▶ Your assignment: Return, word for word, the stretch of the fibromyalgia post starting with "See the pic/memes" and going on through "than ‘conventional’ illnesses.".

___ Text provided

See the pic/memes collection for all of these: Pics & Memes that visualize fibromyalgia and other invisible chronic pain illnesses. Still haven’t continued cos it’s been quiet here… (Anyone want more?)

This is on the lines of what I was thinking about: As opposed to people with R.A. our pain is mysterious even to ourselves and that makes it stranger and more difficult to cope with than ‘conventional’ illnesses.

Pain mystery score beliefs: a comparison of fibromyalgia and rheumatoid arthritis


Objectives. To compare the mysteriousness scores of the Pain Beliefs and Perceptions Inventory in fibromyalgia. Methods. Two cohorts of patients, one with fibromyalgia (FM) and one with rheumatoid arthritis (RA), completed the Mystery Scale component of the Pain Beliefs and Perceptions Inventory to determine whether subjects in the two diagnostic groups had significantly different scores on the Mystery Scale. Results. A total of 126 subjects (64 FM, 62 RA) completed all questionnaires. The FM group had a greater percentage of female subjects, more severe pain, more severe anxiety, more severe depression, and a higher perceived injustice score. When the RA and FM group scores for the Mystery Scale were adjusted for age, sex, pain severity, HADS scores, and perceived injustice scores, the FM group still had a higher Mystery Scale score. Discussion. Fibromyalgia is associated with a higher level of perception of mysteriousness in the Pain Beliefs and Perceptions Inventory than is seen with rheumatoid arthritis. This difference appears to be independent of levels of pain, depression, anxiety, and perceived injustice. This sense of mysteriousness may reflect a lack of understanding of pain in fibromyalgia as previously reported and may be an area to be addressed in therapy.

______
___ Data under study

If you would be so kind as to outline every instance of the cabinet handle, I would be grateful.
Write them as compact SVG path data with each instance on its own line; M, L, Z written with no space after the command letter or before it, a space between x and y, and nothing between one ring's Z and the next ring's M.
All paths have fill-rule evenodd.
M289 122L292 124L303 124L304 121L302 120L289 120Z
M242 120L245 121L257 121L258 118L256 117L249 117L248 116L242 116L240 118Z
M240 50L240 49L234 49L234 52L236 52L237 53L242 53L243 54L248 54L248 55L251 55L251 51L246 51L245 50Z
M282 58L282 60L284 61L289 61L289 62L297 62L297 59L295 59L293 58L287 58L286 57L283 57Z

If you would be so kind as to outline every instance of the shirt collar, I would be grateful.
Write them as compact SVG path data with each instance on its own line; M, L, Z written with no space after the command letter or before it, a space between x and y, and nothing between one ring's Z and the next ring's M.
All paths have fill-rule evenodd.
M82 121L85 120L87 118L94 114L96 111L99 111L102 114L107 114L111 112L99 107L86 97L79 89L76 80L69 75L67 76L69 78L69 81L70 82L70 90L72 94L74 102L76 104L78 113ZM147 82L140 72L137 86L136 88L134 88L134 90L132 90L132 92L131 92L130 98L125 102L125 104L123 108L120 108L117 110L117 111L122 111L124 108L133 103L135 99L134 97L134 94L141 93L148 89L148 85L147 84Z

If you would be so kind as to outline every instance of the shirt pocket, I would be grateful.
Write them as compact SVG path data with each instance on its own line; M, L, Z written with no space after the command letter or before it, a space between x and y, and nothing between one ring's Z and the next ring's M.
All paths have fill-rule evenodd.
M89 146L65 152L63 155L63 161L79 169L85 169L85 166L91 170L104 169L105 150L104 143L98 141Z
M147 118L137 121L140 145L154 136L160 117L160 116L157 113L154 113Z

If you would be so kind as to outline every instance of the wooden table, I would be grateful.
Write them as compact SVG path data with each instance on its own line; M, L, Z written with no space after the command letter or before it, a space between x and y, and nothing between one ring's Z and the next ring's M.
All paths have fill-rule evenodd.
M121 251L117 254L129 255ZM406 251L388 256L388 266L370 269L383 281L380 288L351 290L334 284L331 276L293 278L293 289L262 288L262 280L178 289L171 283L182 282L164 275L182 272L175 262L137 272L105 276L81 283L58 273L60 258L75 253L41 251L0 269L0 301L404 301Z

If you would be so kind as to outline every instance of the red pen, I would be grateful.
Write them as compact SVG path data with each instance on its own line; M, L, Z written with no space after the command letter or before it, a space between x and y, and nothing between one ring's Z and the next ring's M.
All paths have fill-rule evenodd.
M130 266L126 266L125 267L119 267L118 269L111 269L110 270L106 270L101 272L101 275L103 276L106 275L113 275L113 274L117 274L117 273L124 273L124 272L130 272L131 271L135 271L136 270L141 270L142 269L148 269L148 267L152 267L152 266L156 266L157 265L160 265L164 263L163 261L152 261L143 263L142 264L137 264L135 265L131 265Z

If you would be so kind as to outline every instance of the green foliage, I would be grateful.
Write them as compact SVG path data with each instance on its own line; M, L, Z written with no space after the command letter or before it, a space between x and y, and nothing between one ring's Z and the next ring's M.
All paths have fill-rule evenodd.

______

▶ Answer to this task:
See the pic/memes collection for all of these: Pics & Memes that visualize fibromyalgia and other invisible chronic pain illnesses. Still haven’t continued cos it’s been quiet here… (Anyone want more?)

This is on the lines of what I was thinking about: As opposed to people with R.A. our pain is mysterious even to ourselves and that makes it stranger and more difficult to cope with than ‘conventional’ illnesses.